Continue the text on Carlingford railway station from the point where it stops.
━━ TEXT BLOCK
Carlingford railway station was a railway station in Sydney, Australia. It opened in 1896 and was the terminus of the Carlingford line, which served the suburb of Carlingford and was served by Sydney Trains T6 Carlingford line services. The Carlingford railway line was closed on 5 January 2020 with the station demolished in May 2020.

History
Carlingford station was built as the terminus of a new privately owned railway from Rosehill. The Cumberland Argus and Fruitgrowers' Advocate of 12 January 1895 described the plans for the station:

The station opened on 20 April 1896 as Pennant Hills, but the line was never used, as the owner had got into financial difficulty. Pennant Hills was supposed to be a temporary terminus, as it was originally intended to extend the line to Dural. The initial section of line was eventually taken over and upgraded by the government. It opened for traffic on 1 August 1901 and the Pennant Hills station was renamed Carlingford. After the government took control of the line, it directed the Public Works Committee to conduct an investigation into the value of the Dural extension. The committee ultimately decided not to support construction of the extension.
━━━━
━━ GIVEN DATA
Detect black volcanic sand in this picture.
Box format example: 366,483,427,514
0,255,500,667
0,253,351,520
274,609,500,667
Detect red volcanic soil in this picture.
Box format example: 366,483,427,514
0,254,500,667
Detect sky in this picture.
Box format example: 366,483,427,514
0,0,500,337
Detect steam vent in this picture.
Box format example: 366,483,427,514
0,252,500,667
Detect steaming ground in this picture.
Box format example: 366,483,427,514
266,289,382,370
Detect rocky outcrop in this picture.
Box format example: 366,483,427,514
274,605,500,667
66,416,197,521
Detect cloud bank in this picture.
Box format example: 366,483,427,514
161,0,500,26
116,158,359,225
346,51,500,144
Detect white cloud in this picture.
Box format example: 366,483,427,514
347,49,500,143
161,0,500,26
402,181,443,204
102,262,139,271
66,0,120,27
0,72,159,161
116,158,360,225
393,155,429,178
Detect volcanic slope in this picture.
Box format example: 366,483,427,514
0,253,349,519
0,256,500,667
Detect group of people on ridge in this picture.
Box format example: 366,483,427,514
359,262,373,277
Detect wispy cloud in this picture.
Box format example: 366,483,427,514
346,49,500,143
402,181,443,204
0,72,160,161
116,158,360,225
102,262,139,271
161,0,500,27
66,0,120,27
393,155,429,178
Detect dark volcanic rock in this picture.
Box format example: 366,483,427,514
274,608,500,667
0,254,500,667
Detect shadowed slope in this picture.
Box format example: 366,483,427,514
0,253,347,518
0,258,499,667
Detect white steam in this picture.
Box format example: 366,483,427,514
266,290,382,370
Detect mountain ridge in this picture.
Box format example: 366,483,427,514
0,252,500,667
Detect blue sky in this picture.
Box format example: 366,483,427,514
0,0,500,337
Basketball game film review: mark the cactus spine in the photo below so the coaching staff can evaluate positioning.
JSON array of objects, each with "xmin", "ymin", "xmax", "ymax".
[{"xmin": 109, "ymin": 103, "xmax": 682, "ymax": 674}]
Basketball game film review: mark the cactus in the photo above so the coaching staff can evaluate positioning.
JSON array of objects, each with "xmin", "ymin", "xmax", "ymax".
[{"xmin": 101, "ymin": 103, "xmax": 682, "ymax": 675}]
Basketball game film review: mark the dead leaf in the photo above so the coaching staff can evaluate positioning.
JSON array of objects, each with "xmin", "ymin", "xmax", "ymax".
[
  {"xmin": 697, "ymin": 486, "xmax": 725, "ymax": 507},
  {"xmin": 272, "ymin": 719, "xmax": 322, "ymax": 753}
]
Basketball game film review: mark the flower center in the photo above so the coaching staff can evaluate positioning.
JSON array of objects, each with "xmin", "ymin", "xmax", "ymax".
━━━━
## RESPONSE TO THIS EXERCISE
The Carlingford Produce Store is located adjacent to the station. It included facilities to load grain onto railway wagons. Some of this infrastructure is still extant today. A large amount of land lies behind the station, originally reserved for future extensions of the line.

The brick building on the platform was built in 1978 after the original steam era structure was destroyed by fire.

Parramatta Rail Link
A major development of Carlingford station – and the Carlingford line –  was proposed as part of the Parramatta to Chatswood Rail Link project. The Epping to Parramatta section of the project was postponed indefinitely in 2003 by then-New South Wales Transport Minister Michael Costa citing a lack of projected passenger numbers and economic viability.
	 
However, on 11 August 2010, the federal Labor Party promised $2.6 billion towards a revival of the project, as part of the party's successful campaign to retain government at that year's election. Carlingford would have been rebuilt as an underground station. Work was due to start in 2011, with a prospected 2017 finish, but the NSW Liberal Government cancelled the project, instead requesting that Federal funding be diverted to an upgrade of the Pacific Highway. The Federal Government responded by revoking the funding altogether.

Platforms & services
Carlingford station had the following services:

Transport links
Hillsbus operated one route via Carlingford station:
625: Parramatta station to Pennant Hills station

State Transit operated three routes via Carlingford station:
513: to Meadowbank wharf (weekdays only)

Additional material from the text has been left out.